*Exercise aim*
Transcribe the listing below in full, exactly, with no images.
Start of Block
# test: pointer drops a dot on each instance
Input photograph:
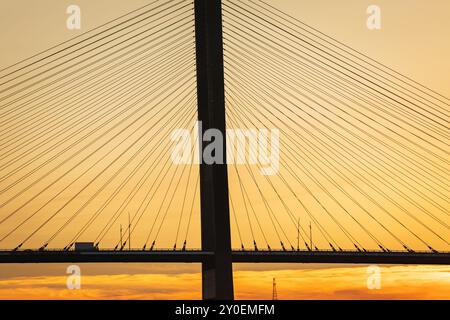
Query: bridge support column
(217, 273)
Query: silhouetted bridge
(84, 124)
(197, 256)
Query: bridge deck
(163, 256)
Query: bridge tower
(217, 273)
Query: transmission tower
(274, 290)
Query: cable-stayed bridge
(86, 132)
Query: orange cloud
(398, 282)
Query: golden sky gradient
(320, 282)
(414, 40)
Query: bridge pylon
(217, 272)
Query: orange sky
(413, 40)
(319, 282)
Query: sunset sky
(413, 40)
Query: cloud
(397, 282)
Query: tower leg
(217, 273)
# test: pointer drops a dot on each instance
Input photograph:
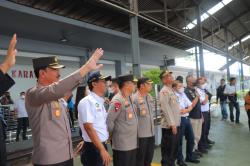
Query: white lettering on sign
(22, 74)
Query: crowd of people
(125, 119)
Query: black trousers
(90, 155)
(169, 147)
(187, 131)
(248, 114)
(65, 163)
(3, 155)
(205, 130)
(124, 158)
(145, 152)
(22, 123)
(235, 105)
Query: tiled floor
(232, 146)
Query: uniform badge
(143, 112)
(96, 105)
(57, 113)
(130, 115)
(117, 107)
(57, 109)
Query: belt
(105, 143)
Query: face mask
(180, 90)
(203, 86)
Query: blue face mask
(180, 90)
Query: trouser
(124, 158)
(235, 105)
(3, 155)
(65, 163)
(248, 114)
(71, 114)
(145, 152)
(90, 155)
(223, 106)
(197, 128)
(22, 123)
(187, 131)
(169, 146)
(205, 130)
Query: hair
(187, 78)
(175, 83)
(121, 84)
(139, 85)
(90, 86)
(180, 78)
(232, 79)
(36, 71)
(80, 94)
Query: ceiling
(235, 17)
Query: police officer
(201, 89)
(144, 104)
(92, 120)
(186, 127)
(114, 88)
(195, 114)
(6, 82)
(123, 123)
(51, 133)
(170, 120)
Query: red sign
(22, 74)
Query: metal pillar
(197, 63)
(241, 68)
(83, 60)
(165, 12)
(135, 39)
(226, 50)
(120, 68)
(199, 37)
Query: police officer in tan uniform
(123, 123)
(144, 104)
(170, 120)
(52, 144)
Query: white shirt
(184, 102)
(202, 93)
(230, 89)
(91, 110)
(20, 107)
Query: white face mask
(203, 86)
(180, 90)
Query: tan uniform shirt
(48, 120)
(123, 123)
(170, 108)
(145, 114)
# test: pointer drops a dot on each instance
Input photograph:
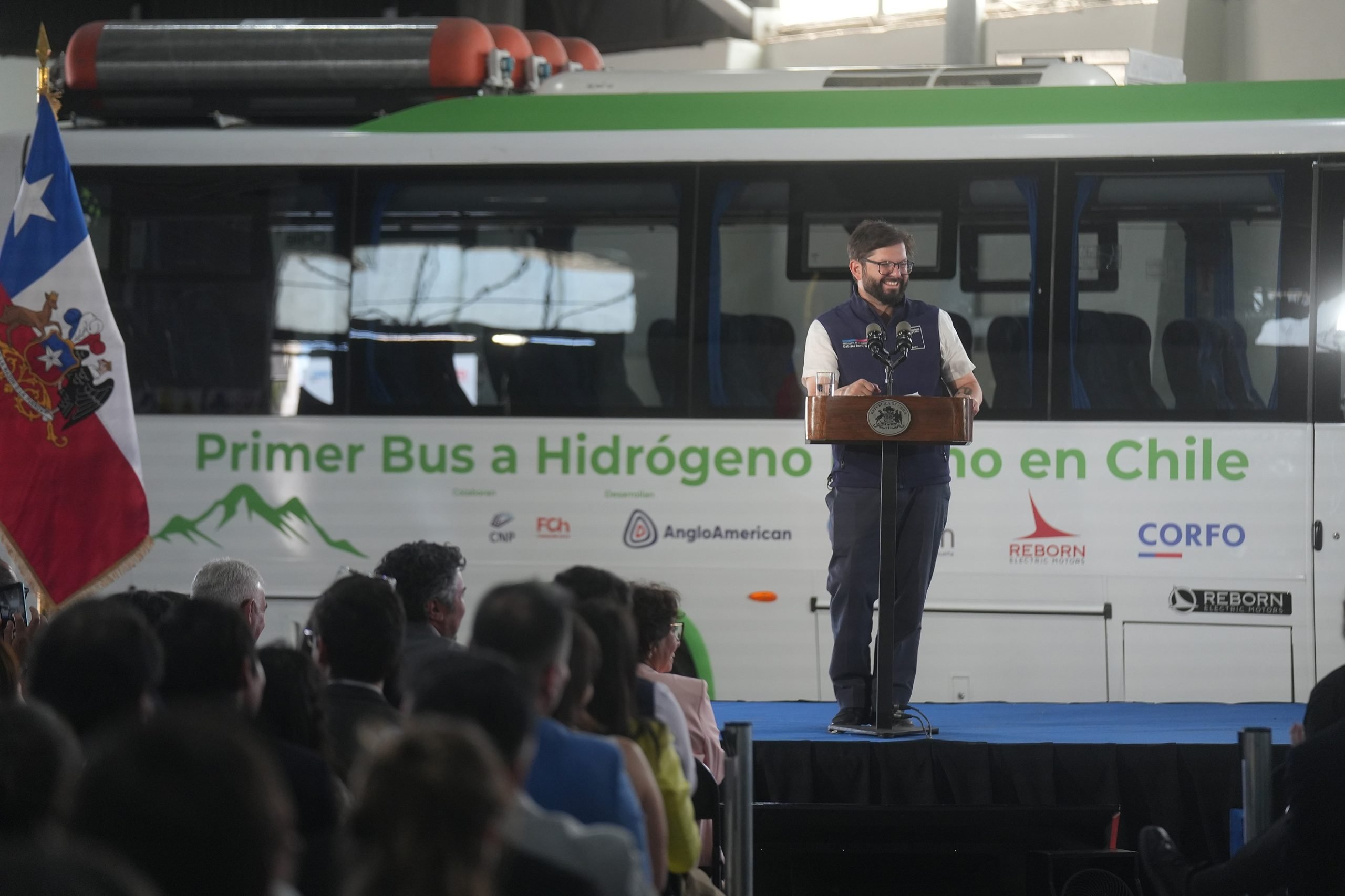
End of Block
*Answer to the problem*
# test: pointer drops a dot on each instance
Input photograph:
Query: bridge support column
(217, 273)
Query: silhouetted bridge
(84, 124)
(197, 256)
Query: bridge deck
(163, 256)
Query: bridge tower
(217, 273)
Query: transmission tower
(274, 290)
Query: cable-stayed bridge
(86, 132)
Query: orange cloud
(398, 282)
Query: golden sky gradient
(320, 282)
(414, 40)
Query: bridge pylon
(217, 272)
Query: orange sky
(413, 40)
(319, 282)
Query: sunset sky
(413, 40)
Query: cloud
(397, 282)
Query: tower leg
(217, 273)
# test: pointer drops a dot on each instance
Input photograph:
Query: white lettering on sign
(22, 74)
Query: crowd of people
(125, 119)
Query: black trousers
(90, 155)
(169, 147)
(187, 131)
(248, 114)
(65, 163)
(3, 155)
(205, 130)
(124, 158)
(145, 152)
(22, 123)
(235, 105)
Query: tiled floor
(232, 146)
Query: uniform badge
(143, 112)
(96, 105)
(57, 113)
(130, 115)
(117, 107)
(57, 109)
Query: belt
(105, 143)
Query: face mask
(180, 90)
(203, 86)
Query: blue face mask
(180, 90)
Query: trouser
(124, 158)
(235, 105)
(3, 155)
(65, 163)
(248, 114)
(71, 114)
(145, 152)
(90, 155)
(223, 106)
(197, 128)
(22, 123)
(187, 131)
(169, 146)
(205, 130)
Query: hair
(187, 78)
(175, 83)
(121, 84)
(139, 85)
(90, 86)
(180, 78)
(232, 79)
(36, 71)
(80, 94)
Query: ceiling
(235, 17)
Query: police officer
(201, 89)
(144, 104)
(92, 120)
(186, 127)
(114, 88)
(195, 114)
(6, 82)
(123, 123)
(51, 133)
(170, 120)
Query: red sign
(22, 74)
Query: metal pillar
(197, 63)
(241, 68)
(83, 60)
(165, 12)
(135, 39)
(226, 50)
(120, 68)
(199, 37)
Query: police officer in tan uniform
(123, 123)
(144, 104)
(170, 120)
(52, 144)
Query: white shirt
(184, 102)
(202, 93)
(230, 89)
(91, 110)
(20, 107)
Query: white face mask
(203, 86)
(180, 90)
Query: tan uniform shirt
(48, 120)
(123, 123)
(170, 108)
(145, 114)
# test: pointer drops a dot on each instance
Input photograph:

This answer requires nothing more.